Lines in which "pouch" appears should be pulled from the data below.

Data excerpts
————
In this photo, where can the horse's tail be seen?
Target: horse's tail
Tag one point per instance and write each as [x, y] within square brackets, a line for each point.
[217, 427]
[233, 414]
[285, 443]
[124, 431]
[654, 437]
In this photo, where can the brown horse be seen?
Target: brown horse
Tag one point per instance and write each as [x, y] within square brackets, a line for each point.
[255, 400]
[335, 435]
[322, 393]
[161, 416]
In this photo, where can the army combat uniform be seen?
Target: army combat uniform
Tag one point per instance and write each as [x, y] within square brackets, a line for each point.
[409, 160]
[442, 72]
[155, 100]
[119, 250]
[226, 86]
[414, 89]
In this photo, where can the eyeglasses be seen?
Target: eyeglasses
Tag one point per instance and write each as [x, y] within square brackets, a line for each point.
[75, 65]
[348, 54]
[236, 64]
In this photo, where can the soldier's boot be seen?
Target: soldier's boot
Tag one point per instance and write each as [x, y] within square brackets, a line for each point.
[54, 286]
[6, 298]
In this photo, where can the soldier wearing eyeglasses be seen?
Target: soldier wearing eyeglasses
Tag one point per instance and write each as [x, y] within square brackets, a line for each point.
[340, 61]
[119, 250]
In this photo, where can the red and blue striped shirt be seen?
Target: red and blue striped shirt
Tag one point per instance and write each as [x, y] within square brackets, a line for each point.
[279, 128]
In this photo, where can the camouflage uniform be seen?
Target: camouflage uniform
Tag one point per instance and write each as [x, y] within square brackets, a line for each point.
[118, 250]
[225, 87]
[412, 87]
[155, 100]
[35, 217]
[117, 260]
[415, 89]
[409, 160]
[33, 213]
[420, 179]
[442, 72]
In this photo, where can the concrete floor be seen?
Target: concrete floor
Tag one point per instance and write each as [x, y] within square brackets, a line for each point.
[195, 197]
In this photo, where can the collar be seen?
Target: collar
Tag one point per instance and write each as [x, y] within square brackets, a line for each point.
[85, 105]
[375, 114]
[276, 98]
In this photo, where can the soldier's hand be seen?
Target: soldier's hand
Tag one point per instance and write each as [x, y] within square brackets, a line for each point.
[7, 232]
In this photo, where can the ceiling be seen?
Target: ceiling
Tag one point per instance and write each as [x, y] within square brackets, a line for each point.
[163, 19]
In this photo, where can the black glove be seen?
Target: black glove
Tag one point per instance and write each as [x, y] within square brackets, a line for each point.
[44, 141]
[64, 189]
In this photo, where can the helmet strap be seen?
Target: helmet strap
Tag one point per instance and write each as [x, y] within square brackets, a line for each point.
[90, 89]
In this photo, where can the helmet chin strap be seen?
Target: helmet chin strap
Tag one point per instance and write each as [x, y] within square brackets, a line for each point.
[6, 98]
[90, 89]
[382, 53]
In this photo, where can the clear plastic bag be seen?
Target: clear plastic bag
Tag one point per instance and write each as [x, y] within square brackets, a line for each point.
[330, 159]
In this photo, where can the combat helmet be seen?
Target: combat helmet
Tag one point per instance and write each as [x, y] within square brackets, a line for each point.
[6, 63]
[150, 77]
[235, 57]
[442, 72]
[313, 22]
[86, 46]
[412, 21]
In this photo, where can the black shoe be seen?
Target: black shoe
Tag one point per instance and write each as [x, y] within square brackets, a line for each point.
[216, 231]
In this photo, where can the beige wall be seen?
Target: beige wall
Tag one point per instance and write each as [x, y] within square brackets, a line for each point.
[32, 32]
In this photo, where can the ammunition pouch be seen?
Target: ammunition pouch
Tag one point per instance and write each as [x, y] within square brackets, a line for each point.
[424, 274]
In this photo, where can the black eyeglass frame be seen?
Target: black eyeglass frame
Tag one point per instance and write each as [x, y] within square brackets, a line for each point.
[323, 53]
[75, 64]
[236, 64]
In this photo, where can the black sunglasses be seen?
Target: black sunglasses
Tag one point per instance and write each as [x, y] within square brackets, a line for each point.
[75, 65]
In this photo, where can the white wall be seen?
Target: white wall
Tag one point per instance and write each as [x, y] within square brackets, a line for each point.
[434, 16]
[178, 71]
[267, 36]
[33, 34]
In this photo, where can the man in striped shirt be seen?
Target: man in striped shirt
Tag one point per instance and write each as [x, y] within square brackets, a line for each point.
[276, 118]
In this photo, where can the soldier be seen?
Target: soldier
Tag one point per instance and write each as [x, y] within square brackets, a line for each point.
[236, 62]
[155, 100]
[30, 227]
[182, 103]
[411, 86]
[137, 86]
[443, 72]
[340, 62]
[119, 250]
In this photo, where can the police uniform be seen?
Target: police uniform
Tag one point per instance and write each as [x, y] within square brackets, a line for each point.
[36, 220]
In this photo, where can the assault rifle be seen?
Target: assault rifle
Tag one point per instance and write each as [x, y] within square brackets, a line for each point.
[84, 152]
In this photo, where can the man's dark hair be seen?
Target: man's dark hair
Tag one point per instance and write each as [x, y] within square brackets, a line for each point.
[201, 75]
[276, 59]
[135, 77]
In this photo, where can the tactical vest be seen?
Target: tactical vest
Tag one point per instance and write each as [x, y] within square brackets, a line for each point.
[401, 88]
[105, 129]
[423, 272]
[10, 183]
————
> _Completed exercise_:
In this photo, where can the ammunition pouch be seen?
Target: ammunition pouch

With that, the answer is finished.